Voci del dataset
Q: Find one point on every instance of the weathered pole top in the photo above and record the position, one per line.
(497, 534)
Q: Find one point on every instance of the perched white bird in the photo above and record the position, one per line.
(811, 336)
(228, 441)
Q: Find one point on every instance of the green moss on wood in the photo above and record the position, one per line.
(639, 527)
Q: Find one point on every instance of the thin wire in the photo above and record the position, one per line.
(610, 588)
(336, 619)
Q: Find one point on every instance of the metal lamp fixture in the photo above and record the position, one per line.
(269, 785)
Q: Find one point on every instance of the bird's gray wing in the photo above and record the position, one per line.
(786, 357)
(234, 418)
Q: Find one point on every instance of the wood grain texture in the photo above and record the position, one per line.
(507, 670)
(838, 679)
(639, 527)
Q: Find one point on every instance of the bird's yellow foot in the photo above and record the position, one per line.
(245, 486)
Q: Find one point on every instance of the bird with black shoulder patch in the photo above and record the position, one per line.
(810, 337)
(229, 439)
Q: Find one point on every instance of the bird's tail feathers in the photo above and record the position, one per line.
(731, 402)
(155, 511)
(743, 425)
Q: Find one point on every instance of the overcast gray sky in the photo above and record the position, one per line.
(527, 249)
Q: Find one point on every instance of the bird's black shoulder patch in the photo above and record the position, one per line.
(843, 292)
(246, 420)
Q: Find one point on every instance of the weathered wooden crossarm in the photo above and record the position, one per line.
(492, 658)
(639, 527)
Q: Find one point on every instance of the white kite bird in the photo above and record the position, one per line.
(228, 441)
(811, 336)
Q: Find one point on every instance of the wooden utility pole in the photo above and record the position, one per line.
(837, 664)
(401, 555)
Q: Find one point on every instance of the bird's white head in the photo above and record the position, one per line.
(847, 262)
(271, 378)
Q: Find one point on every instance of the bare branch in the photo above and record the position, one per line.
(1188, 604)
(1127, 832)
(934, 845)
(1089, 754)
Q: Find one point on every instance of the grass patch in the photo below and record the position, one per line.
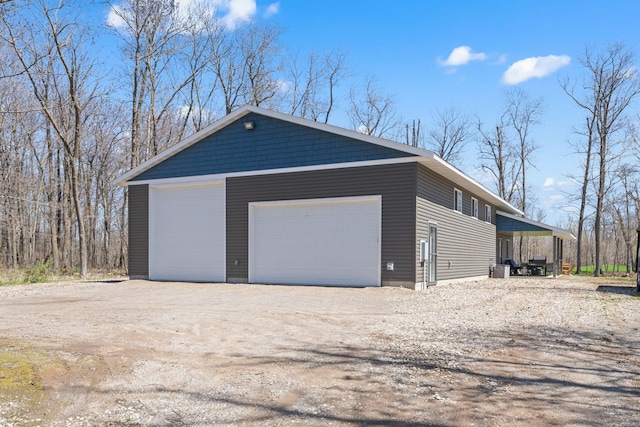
(20, 385)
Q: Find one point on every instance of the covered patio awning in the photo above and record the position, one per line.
(518, 226)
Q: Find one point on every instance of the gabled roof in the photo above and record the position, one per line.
(387, 151)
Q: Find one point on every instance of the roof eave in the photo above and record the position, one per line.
(555, 231)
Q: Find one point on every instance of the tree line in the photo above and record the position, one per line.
(71, 121)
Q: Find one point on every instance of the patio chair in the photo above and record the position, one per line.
(515, 268)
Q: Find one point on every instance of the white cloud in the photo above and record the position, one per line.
(461, 55)
(232, 13)
(240, 11)
(539, 66)
(272, 9)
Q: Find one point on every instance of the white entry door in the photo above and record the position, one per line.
(187, 233)
(316, 242)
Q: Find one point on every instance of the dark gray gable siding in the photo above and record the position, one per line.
(139, 231)
(272, 144)
(396, 184)
(466, 245)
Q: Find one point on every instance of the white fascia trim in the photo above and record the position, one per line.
(217, 177)
(555, 231)
(243, 111)
(342, 131)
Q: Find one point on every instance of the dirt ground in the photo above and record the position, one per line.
(494, 352)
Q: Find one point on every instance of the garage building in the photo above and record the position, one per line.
(264, 197)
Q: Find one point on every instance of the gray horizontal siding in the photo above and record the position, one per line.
(138, 231)
(466, 245)
(272, 144)
(396, 184)
(436, 189)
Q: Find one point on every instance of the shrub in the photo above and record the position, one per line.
(37, 273)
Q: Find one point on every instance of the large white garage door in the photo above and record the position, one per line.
(187, 233)
(316, 242)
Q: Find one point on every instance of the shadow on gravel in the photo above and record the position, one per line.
(542, 376)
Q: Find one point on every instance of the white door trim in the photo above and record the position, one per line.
(251, 227)
(152, 218)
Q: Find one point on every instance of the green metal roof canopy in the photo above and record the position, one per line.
(519, 226)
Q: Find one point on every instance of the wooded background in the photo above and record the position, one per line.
(72, 121)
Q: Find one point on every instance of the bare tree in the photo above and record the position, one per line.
(610, 87)
(310, 86)
(372, 112)
(499, 158)
(524, 112)
(57, 54)
(450, 131)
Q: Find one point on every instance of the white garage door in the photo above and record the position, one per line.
(187, 233)
(316, 242)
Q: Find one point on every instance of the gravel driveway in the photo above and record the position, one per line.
(495, 352)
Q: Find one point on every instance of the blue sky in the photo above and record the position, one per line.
(406, 45)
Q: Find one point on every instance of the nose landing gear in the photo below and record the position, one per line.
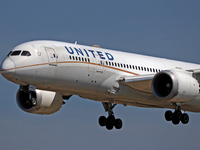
(177, 116)
(110, 121)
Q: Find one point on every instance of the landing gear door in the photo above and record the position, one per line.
(51, 54)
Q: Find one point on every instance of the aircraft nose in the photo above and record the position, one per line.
(7, 68)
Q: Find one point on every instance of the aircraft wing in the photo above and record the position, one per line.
(141, 83)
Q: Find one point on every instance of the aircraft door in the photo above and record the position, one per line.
(99, 62)
(51, 54)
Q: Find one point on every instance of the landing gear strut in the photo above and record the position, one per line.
(110, 121)
(177, 116)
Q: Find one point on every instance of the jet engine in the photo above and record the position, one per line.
(175, 86)
(39, 101)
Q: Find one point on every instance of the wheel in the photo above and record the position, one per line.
(109, 125)
(102, 121)
(110, 121)
(118, 123)
(33, 102)
(175, 120)
(168, 115)
(177, 114)
(185, 118)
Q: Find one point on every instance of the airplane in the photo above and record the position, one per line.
(49, 72)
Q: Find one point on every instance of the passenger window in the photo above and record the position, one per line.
(26, 53)
(15, 53)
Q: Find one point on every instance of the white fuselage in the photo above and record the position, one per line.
(89, 72)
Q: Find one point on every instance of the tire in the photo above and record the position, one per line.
(175, 120)
(111, 119)
(109, 125)
(177, 114)
(185, 118)
(102, 121)
(118, 123)
(33, 102)
(168, 115)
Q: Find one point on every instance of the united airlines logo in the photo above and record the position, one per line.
(89, 53)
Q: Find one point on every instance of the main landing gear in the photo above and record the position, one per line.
(177, 116)
(110, 121)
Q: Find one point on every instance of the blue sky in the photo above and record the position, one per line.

### OBIETTIVO DEL COMPITO
Riscrivi la parte dell'elenco che va dalla riga con "Q: Find one point on every instance of the united" fino alla fine dell'elenco, estremi compresi, mettendo "front landing gear" al posto di "main landing gear" e lasciando invariato tutto il resto.

### ESERCIZIO SVOLTO
Q: Find one point on every instance of the united airlines logo in the photo above and record the position, one per line.
(89, 53)
Q: Find one point on every instance of the front landing gear in the photo above and record the position, one per line.
(177, 116)
(110, 121)
Q: Find one point on every instance of the blue sky in the photo above and record the position, one per line.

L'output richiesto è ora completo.